WHAT IS ASKED: Can you write out every line of the material below, requests included, with each number in the path outlines (coordinates and ids alike) multiplied by 1.2 and rounded to a whole number, halves going up? Leave the pictures out.

[Outline labeling records]
-=-=-=-=-

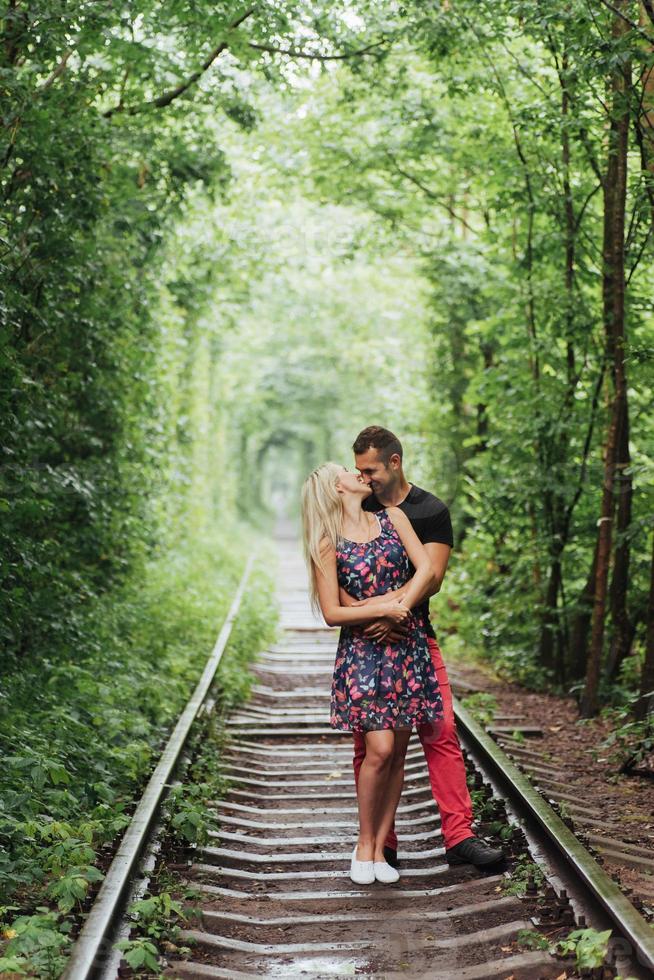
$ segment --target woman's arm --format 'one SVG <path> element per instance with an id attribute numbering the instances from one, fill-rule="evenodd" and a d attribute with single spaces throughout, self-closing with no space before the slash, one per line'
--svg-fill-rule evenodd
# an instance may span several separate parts
<path id="1" fill-rule="evenodd" d="M 404 586 L 404 594 L 400 602 L 408 609 L 417 606 L 424 596 L 436 585 L 436 577 L 432 568 L 429 555 L 420 538 L 411 527 L 411 522 L 406 514 L 399 507 L 388 507 L 386 513 L 390 517 L 395 530 L 400 536 L 400 541 L 406 548 L 411 564 L 415 572 Z"/>
<path id="2" fill-rule="evenodd" d="M 323 542 L 321 557 L 324 571 L 316 566 L 316 585 L 318 601 L 323 617 L 328 626 L 364 626 L 379 616 L 387 616 L 393 622 L 401 623 L 406 619 L 409 606 L 400 605 L 394 593 L 385 601 L 370 606 L 342 606 L 338 592 L 338 575 L 336 573 L 336 552 L 328 542 Z"/>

-=-=-=-=-

TASK OUTPUT:
$ segment --target woman's arm --format 'one SVG <path> element per instance with an id attribute numbering the instances from one, fill-rule="evenodd" and a d attribute with single spaces throughout, self-closing with no space before the slash, one per line'
--svg-fill-rule evenodd
# an instance may span several separate parts
<path id="1" fill-rule="evenodd" d="M 485 703 L 485 713 L 480 722 L 490 731 L 500 727 L 509 715 L 523 702 L 523 692 L 518 682 L 515 666 L 504 646 L 493 632 L 493 626 L 487 617 L 479 608 L 466 608 L 463 616 L 468 620 L 474 636 L 480 643 L 480 649 L 487 658 L 493 677 L 498 686 Z"/>
<path id="2" fill-rule="evenodd" d="M 388 650 L 385 668 L 389 685 L 379 679 L 379 702 L 382 721 L 388 740 L 394 751 L 437 751 L 455 739 L 464 739 L 472 746 L 481 748 L 487 743 L 491 727 L 480 726 L 473 712 L 462 721 L 444 727 L 410 727 L 406 710 L 406 690 L 403 688 L 403 662 L 394 650 Z"/>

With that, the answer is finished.